**How to complete this task**
Copy the listing below in full, exactly.

**Records for this task**
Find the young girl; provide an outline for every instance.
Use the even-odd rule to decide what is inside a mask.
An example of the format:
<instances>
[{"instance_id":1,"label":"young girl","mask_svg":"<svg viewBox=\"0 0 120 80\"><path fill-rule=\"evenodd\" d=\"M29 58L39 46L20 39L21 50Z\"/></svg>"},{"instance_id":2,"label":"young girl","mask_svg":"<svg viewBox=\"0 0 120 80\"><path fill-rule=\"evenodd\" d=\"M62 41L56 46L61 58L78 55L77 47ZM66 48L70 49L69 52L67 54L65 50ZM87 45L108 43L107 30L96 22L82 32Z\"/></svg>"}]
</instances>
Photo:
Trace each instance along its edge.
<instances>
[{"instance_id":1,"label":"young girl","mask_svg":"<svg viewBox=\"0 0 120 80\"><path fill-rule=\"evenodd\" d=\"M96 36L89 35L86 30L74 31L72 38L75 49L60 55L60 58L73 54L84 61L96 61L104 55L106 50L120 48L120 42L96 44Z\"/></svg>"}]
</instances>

**Solution to the exercise**
Find the young girl; provide an outline for every instance.
Use the even-odd rule to decide what is inside a mask.
An example of the format:
<instances>
[{"instance_id":1,"label":"young girl","mask_svg":"<svg viewBox=\"0 0 120 80\"><path fill-rule=\"evenodd\" d=\"M29 58L39 46L20 39L21 50Z\"/></svg>"},{"instance_id":2,"label":"young girl","mask_svg":"<svg viewBox=\"0 0 120 80\"><path fill-rule=\"evenodd\" d=\"M62 41L56 46L61 58L78 55L77 47ZM66 48L70 49L69 52L67 54L65 50ZM87 45L108 43L107 30L96 22L82 32Z\"/></svg>"}]
</instances>
Photo:
Trace each instance along its edge.
<instances>
[{"instance_id":1,"label":"young girl","mask_svg":"<svg viewBox=\"0 0 120 80\"><path fill-rule=\"evenodd\" d=\"M96 36L89 35L86 30L74 31L72 38L75 49L60 55L60 58L73 54L84 61L96 61L104 55L106 50L120 48L120 42L96 44Z\"/></svg>"}]
</instances>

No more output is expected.